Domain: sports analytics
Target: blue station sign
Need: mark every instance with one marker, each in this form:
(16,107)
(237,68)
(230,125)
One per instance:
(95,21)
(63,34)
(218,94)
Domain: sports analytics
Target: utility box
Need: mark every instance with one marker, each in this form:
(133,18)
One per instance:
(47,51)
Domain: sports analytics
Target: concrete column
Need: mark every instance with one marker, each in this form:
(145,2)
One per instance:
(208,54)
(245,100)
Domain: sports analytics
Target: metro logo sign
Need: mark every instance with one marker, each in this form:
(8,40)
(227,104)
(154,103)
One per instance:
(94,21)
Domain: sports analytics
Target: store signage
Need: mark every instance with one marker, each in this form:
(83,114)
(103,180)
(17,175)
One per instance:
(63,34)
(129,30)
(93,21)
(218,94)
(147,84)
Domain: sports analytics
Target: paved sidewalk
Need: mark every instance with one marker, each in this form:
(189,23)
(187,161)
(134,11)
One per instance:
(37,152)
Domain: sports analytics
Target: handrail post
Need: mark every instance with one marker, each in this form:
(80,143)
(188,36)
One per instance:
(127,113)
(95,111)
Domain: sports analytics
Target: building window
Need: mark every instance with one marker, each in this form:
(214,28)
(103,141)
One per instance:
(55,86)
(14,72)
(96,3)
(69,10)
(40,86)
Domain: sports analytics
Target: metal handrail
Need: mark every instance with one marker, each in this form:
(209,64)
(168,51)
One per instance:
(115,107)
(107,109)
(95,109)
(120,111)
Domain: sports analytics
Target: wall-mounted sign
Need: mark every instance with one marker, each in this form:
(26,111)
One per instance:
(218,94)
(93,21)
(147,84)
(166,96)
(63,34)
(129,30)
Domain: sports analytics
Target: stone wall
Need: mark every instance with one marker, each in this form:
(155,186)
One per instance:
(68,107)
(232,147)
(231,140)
==
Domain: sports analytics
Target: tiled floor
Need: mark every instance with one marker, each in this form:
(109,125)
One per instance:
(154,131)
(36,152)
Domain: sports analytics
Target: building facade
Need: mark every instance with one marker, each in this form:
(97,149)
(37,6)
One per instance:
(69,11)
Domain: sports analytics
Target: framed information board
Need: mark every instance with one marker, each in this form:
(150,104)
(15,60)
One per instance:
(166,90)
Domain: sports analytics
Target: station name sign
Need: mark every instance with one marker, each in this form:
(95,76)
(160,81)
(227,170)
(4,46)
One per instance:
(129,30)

WHAT YOU SHOULD DO: Please list each line from the rows above that contains the string "station", copying every such line in full.

SOLVED PROBLEM:
Target: blue station sign
Target: station name sign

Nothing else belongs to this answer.